━━━━━ SELECTED TEXT

United States District Court, W.D. Texas, Midland-Odessa Division.
Mar 16, 2018
306 F. Supp. 3d 961 (W.D. Tex. 2018)

Opinion

Case No. MO:18–CV–00034–DC

03-16-2018

EMPOWER TEXANS, INC., Plaintiff, v. Laura A. NODOLF, in her official capacity as District Attorney for Midland County, Texas ; Margaret Moore, in her official capacity as District Attorney for Travis County, Texas ; Sharen Wilson, in her official capacity as Criminal District Attorney for Tarrant County, Texas; and Ken Paxton, in his official capacity as Attorney General of Texas; Defendants.

James Edwin Trainor, III, Akerman LLP, Austin, TX, Joseph M. Nixon, Akerman LLP, Houston, TX, for Plaintiff. Eric Alexander Johnston, McGinnis, Lochridge & Kilgore, LLP, Anthony J. Nelson, Leslie W. Dippel, Sherine Elizabeth Thomas, Assistant County Attorney, Travis County Attorney's Office, Anne Marie Mackin, Office of the Attorney General, Austin, TX, Joseph W. Spence, Tarrant County Criminal District Attorney, Fort Worth, TX, for Defendants.


James Edwin Trainor, III, Akerman LLP, Austin, TX, Joseph M. Nixon, Akerman LLP, Houston, TX, for Plaintiff.

Eric Alexander Johnston, McGinnis, Lochridge & Kilgore, LLP, Anthony J. Nelson, Leslie W. Dippel, Sherine Elizabeth Thomas, Assistant County Attorney, Travis County Attorney's Office, Anne Marie Mackin, Office of the Attorney General, Austin, TX, Joseph W. Spence, Tarrant County Criminal District Attorney, Fort Worth, TX, for Defendants.

━━━━━━━━━━

*WHAT IS ASKED*. Name every defendant listed in the court case heading above.

━━━━━ PROVIDED RECORDS

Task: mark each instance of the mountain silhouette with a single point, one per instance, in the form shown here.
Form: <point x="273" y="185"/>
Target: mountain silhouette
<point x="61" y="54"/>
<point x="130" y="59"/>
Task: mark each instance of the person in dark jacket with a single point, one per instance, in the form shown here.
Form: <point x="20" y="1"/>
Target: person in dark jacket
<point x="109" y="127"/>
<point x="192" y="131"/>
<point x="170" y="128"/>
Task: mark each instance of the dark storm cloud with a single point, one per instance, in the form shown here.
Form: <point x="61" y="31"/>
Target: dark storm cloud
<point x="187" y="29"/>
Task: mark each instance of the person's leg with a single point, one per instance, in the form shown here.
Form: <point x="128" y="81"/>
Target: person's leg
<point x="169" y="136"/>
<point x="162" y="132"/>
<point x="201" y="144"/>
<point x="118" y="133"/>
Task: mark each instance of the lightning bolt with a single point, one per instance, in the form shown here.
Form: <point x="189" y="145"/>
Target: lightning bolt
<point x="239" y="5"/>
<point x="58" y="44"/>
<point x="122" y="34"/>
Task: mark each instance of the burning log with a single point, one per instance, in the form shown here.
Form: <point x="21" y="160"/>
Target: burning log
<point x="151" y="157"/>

━━━━━━━━━━
━━━━━ PROVIDED RECORDS

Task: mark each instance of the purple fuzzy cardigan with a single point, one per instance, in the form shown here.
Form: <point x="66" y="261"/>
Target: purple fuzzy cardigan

━━━━━━━━━━
━━━━━ PROVIDED RECORDS

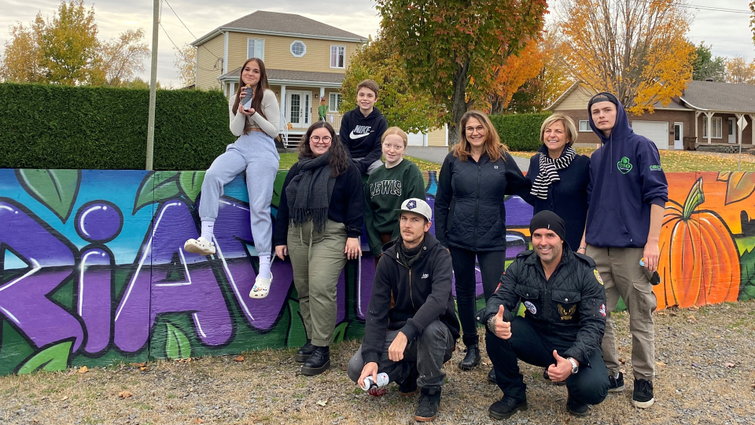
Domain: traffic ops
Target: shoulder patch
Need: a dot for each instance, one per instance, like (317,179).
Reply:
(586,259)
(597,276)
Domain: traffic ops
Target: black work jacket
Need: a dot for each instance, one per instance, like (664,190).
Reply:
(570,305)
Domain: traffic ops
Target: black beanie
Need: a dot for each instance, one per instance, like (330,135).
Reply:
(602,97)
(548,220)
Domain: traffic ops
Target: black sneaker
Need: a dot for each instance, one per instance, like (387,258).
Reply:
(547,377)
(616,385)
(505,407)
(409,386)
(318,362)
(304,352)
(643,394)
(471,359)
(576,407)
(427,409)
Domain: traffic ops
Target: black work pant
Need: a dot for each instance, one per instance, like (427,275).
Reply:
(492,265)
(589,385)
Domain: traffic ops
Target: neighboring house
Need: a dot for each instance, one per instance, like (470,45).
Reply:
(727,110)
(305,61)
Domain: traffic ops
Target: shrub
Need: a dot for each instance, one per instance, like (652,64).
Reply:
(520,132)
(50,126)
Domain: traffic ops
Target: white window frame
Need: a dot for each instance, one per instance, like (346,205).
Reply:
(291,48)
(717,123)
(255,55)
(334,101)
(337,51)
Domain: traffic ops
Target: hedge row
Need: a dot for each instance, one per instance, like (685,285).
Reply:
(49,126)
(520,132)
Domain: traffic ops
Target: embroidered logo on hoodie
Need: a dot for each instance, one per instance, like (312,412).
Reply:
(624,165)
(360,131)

━━━━━━━━━━

*SOLVED EXERCISE*. Laura A. NODOLF, Margaret Moore, Sharen Wilson, Ken Paxton